** Trecho da fonte **
++++++++
Economia

Depois do Oeste, perigo para o
Grande ABC vem da Zona Leste

DANIEL LIMA - 05/01/2011

A economia e a estrutura social do Grande ABC melhoraram muito na primeira década do novo século, recuperando-se parcialmente do derramamento de sangue dos anos 1990 de abertura econômica, guerra fiscal ensandecida e outras epidemias. Mas essa boa notícia não pode esconder uma realidade: continuará a vir chumbo grosso por aí, o que exigirá do Grande ABC muito mais institucionalidade. Entenda-se institucionalidade como uma força coletiva, de Poder Público, Sociedade e Mercado, para enfrentar os desafios da segunda década deste século.


 


Depois de atingido duramente pelo Oeste da Região Metropolitana de São Paulo por conta da implementação do trecho do Rodoanel que contempla Osasco, Barueri e outros sete municípios próximos e vizinhos da Capital, o Grande ABC agora está ameaçado suplementarmente pela Zona Leste da cidade de São Paulo.


 


Tudo porque com a chegada do trecho sul do Rodoanel ao Grande ABC, e a inauguração da Avenida Jacu-Pêssego, a Prefeitura de São Paulo direciona atenção àquela região. O pelotão de valorização da Zona Leste é anunciado principalmente depois do lançamento do prometido estádio do Corinthians, em Itaquera. O local vai se converter em centro de atenções à Copa do Mundo de 2014. Servirá como palco do jogo inaugural do maior evento do planeta.


 


O governador Geraldo Alckmin está de olho na periferia da Capital, área em que o PT dominou as urnas nas últimas eleições. Por isso, entre muitas medidas, está decidido a criar um corredor exclusivo de ônibus na Jacu-Pêssego, avenida que liga Guarulhos a Mauá, passando por São Paulo. A ideia da equipe de governo é dotar a Zona Leste de um meio de transporte de média capacidade que atravesse o eixo norte-sul. Atualmente, as linhas de metrô e trem cortam aquela área de leste a oeste, direção que também será seguida pelo monotrilho da Cidade Tiradentes.


 


O jornal O Estado de São Paulo publicou recentemente que o projeto do BRT (Bus Rapid Transit), no qual o passageiro paga a passagem antes de embarcar em plataformas elevadas e faz quantas baldeações quiser, visa aproveitar os 13,6 quilômetros do Jacu-Pêssego entregues à população em outubro. O novo trecho da Jacu-Pêssego foi construído como via expressa, com três pistas de asfalto novo e sem semáforos. Não está descartada a adoção de um VLT (Veículo Leve sobre Trilhos) ou mesmo um monotrilho para cortar a área transversalmente.


 


Um dos nomeados membros da equipe de transição do governo estadual e agora chefe da Casa Civil, Jurandir Fernandes, explicou que a Jacu-Pêssego vai funcionar como minianel viário e que muitos caminhões devem utilizá-la. E para que o BRT comece a funcionar é indispensável que o trecho leste do Rodoanel deverá estar pronto. A previsão é que o trecho leste terá obras durante 40 meses.
++++++++
** Instrução **
Transcreva literalmente a parte do artigo sobre a economia do Grande ABC que se inicia nas palavras "A economia e" e termina em "década deste século.". O material apresentado não tem nenhum papel aqui.

** Dados apresentados **
++++++++
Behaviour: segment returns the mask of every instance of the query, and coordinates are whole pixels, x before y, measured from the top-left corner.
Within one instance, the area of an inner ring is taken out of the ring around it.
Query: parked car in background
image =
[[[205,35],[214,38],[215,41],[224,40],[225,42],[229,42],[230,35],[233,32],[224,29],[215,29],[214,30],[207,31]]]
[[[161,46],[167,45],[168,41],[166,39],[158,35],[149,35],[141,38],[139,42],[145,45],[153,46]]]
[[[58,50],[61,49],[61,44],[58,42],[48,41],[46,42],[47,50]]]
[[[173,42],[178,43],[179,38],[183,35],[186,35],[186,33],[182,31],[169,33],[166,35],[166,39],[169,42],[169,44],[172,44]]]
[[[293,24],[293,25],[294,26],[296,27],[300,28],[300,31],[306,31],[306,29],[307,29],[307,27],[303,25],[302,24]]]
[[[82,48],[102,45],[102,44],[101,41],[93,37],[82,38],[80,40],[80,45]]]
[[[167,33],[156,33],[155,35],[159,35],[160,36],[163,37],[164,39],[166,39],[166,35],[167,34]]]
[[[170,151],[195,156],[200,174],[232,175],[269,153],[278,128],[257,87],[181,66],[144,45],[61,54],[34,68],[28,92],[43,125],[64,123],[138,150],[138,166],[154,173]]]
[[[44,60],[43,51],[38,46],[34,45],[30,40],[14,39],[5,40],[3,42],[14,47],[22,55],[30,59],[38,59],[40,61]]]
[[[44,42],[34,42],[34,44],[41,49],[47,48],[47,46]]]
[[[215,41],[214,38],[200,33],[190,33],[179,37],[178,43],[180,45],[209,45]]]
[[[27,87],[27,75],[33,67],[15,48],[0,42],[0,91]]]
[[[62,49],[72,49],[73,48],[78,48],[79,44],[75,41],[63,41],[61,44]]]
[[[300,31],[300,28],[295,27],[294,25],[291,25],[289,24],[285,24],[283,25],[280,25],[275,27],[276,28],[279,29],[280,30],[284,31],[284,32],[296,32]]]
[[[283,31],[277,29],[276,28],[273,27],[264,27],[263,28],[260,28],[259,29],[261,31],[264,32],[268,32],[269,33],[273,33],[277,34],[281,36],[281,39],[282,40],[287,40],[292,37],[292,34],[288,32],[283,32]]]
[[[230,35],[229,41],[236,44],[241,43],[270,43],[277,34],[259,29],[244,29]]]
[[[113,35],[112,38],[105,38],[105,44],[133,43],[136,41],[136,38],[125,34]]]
++++++++
** Solução abaixo **
A economia e a estrutura social do Grande ABC melhoraram muito na primeira década do novo século, recuperando-se parcialmente do derramamento de sangue dos anos 1990 de abertura econômica, guerra fiscal ensandecida e outras epidemias. Mas essa boa notícia não pode esconder uma realidade: continuará a vir chumbo grosso por aí, o que exigirá do Grande ABC muito mais institucionalidade. Entenda-se institucionalidade como uma força coletiva, de Poder Público, Sociedade e Mercado, para enfrentar os desafios da segunda década deste século.